* [ARBEITSAUFTRÄGE]
(a) Prüfe, ob die Aussagen (i) bis (iii) mit dem Textauszug übereinstimmen: (i) Die Sonne wird als höchste Herrschaft der Gottheit angebetet. (ii) Die Seele wird als sterblich beschrieben. (iii) Dem heiligsten Opfer dienen zwölf Diener. Beantworte jede Aussage mit Ja oder Nein und zitiere die entscheidenden Worte des Textes wörtlich.
(b) Schreibe aus dem Textauszug den Abschnitt von „Solche Begriffe von“ bis einschließlich „dornigen Scholasticismus bekehren?“ ohne jede Änderung ab.

* [TEXTAUSZUG]
==============================
Asiat. Das Eure nicht? Und woran hangen Eure Weisen? An barbarischen Wortformeln, den elendesten Symbolen. Wie geduldig und mühsam suchen sich jene zu entkörpern, um den Einen zu finden, der, bildlos selbst, Alles regt! Ihn so fest ins innerste Gemüth zu fassen, daß er allein da ewig lebe, ist der Zweck ihrer stillen Beschauung. Hast Du Geduld, einige bramanische Andachten von diesen Palmblättern zu hören?


Wünsche der Bramen.

»Laß uns die höchste Herrschaft der Gottheit anbeten, der Sonne, die Alles erleuchtet, Alles erquickt, von der Alles kommt, zu der Alles kehrt. Wir rufen sie an, um unsern Verstand gerade zu ihr zu richten, auf unserm Wege zu ihrem heiligen Sitz.

»Was Sonne und Licht der sichtbaren Welt sind, das ist der unsichtbaren, der Verstandeswelt Gott und die Wahrheit. Wie unsre körperlichen Augen von Gegenständen einen Begriff bekommen, wenn sie die Sonne erleuchtet, so erlangen unsre Seelen ein gewisses Erkennen, wenn sie am Licht der Wahrheit nachdenken, die vom Wesen der Wesen kommt. Dies Licht allein führt uns der Seligkeit zu.«


»Möge meine Seele, sie, die in wachenden Stunden hinaufsteigt wie ein ätherischer Funke, die selbst im Schlummer, leicht wie ein Strahl vom Lichte der Lichter, weit umherfliegt, möge sie sich durch sinnende Andacht dem Geiste einen, der die höchste Seligkeit, der höchste Verstand ist!

»Möge meine Seele durch jene Kraft, durch welche die niedriggebornen Menschen ihre kleinen Werke, die Weisen und Gelehrten ihre heil'gen Weihgebräuche verrichten, sie, das ersterkorne Weihgeschenk der Schöpfung, möge durch sinnende Andacht sie sich dem Geiste einen, der die höchste Seligkeit, der höchste Verstand ist!

»Möge meine Seele, sie, ein Strahl vom Licht vollkommener Weisheit, ein reiner Verstand, ein unvergänglich Wesen, ein unauslöschlich Licht, gesenkt in geschaffene Leiber, möge sie einigen sich durch sinnende Betrachtung ihm, der die höchste Seligkeit, der höchste Verstand ist!

»Sie, die Unsterbliche, die das Vergangne, die Gegenwart und Zukunft in sich faßt, sie, die das heiligste Opfer, dem sieben Diener dienen, allein nur weiht, möge sie einigen sich dem höchstverständigen, höchstseligen Geist!

»Sie, in welche die heil'gen Gebote, den Speichen des rollenden Rades gleich, befestigt sind, in welche gewebt sind alle Gestalten der erschaffnen Welt; sie, die, dem Führer gleich, der die schnellen Rosse zügelt, den Wagen der Menschheit lenkt; sie, die in meiner Brust wohnt, befreit von Alter, schnell in ihrem Lauf: möge sie einigen sich der höchsten Weisheit, der höchsten Seligkeit!«


Solche Begriffe von Gott, vom Gottesdienst, von der menschlichen Seele haben die Indier in tausend Gebeten, und Ihr wollt sie zu Eurem dornigen Scholasticismus bekehren?
==============================
* [MATERIAL ZUR DURCHSICHT]
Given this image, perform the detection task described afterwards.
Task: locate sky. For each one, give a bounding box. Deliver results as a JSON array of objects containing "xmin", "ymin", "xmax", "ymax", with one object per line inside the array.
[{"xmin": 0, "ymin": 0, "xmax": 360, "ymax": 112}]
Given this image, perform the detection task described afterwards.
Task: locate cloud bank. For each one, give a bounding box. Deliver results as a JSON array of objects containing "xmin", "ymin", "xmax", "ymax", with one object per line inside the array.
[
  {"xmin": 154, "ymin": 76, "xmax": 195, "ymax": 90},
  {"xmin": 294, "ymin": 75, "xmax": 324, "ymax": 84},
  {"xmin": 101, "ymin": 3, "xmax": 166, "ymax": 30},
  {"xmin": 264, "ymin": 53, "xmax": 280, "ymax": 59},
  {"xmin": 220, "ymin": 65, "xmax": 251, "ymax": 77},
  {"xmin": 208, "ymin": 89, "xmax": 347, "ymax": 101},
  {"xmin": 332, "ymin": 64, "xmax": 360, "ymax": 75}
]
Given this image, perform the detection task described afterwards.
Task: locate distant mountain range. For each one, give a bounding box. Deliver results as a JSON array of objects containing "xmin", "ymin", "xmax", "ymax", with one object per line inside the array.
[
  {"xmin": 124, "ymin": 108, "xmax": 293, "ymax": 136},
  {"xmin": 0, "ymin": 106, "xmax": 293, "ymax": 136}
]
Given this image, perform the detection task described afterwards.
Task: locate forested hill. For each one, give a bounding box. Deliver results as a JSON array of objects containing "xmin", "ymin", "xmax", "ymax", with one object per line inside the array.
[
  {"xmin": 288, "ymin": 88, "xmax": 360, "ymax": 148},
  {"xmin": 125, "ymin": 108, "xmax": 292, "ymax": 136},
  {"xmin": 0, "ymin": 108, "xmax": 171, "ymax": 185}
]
==============================
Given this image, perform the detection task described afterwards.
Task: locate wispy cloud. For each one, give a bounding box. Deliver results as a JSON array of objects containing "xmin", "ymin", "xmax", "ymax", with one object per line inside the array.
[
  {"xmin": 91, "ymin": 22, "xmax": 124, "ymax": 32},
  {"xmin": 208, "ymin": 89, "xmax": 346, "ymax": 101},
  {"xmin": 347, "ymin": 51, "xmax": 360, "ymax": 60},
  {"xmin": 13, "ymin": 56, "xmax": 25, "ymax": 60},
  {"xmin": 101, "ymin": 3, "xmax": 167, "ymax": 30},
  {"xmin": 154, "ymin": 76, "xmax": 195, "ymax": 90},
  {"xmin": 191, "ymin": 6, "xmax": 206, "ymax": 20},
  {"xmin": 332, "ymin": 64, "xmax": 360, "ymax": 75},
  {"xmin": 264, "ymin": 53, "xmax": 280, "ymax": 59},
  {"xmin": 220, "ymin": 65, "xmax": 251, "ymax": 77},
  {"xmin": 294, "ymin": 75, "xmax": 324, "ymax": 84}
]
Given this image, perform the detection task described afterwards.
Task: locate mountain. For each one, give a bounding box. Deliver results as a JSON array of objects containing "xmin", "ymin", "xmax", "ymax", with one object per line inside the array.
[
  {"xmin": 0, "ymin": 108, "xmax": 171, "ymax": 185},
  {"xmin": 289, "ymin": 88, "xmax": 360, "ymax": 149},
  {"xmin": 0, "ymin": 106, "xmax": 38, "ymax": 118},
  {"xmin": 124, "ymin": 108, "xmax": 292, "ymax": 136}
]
==============================
* [LÖSUNGEN]
(a)
(i) Ja: „Laß uns die höchste Herrschaft der Gottheit anbeten, der Sonne“
(ii) Nein: „Sie, die Unsterbliche“
(iii) Nein: „dem sieben Diener dienen“

(b)
Solche Begriffe von Gott, vom Gottesdienst, von der menschlichen Seele haben die Indier in tausend Gebeten, und Ihr wollt sie zu Eurem dornigen Scholasticismus bekehren?